-------- DATASET ENTRIES --------

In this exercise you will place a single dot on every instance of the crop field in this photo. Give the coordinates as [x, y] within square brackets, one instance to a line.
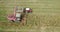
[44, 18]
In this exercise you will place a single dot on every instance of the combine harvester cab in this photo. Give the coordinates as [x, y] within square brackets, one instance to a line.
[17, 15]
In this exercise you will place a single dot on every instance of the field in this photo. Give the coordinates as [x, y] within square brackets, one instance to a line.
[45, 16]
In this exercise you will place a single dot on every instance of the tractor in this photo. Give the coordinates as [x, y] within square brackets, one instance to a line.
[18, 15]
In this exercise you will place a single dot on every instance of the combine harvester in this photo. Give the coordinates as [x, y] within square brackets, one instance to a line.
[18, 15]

--------
-------- DATASET ENTRIES --------

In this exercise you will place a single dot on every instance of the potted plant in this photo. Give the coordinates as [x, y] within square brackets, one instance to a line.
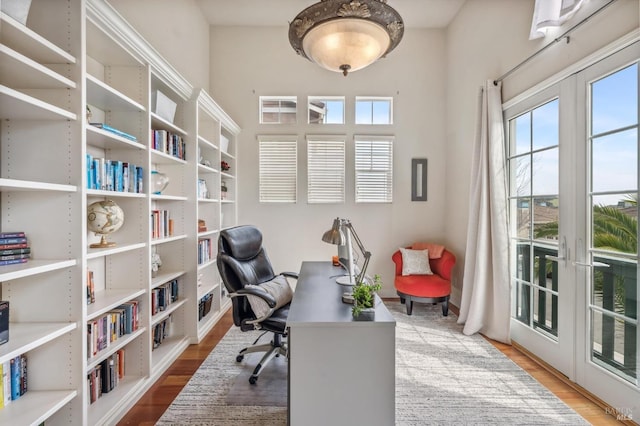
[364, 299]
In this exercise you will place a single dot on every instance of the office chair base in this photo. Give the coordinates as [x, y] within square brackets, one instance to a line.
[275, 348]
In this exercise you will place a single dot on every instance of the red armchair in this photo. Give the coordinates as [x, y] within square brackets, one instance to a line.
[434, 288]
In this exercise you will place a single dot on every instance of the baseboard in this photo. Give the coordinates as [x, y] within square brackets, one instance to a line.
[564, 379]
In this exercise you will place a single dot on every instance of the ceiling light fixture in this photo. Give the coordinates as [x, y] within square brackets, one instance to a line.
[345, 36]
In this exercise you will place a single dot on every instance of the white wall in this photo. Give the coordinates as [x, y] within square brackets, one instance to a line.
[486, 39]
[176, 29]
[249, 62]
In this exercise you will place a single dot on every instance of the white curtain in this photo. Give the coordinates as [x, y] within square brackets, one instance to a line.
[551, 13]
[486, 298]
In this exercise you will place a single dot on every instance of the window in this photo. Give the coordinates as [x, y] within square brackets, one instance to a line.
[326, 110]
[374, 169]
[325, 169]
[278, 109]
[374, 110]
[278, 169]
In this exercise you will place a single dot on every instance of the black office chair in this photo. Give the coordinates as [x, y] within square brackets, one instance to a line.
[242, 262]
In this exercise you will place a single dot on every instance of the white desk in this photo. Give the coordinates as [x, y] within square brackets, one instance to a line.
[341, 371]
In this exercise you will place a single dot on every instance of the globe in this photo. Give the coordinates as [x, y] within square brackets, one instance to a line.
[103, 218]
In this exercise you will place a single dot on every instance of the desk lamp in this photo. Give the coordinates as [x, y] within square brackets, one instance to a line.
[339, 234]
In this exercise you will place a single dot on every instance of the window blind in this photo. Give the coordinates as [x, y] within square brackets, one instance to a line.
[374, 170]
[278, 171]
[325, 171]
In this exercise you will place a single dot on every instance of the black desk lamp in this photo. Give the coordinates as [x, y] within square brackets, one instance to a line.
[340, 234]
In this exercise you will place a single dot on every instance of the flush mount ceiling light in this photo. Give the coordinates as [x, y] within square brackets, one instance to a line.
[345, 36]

--------

### STATED EXERCISE
Count the lines in the items above that contain the word "black", and give only the number.

### THE ANSWER
2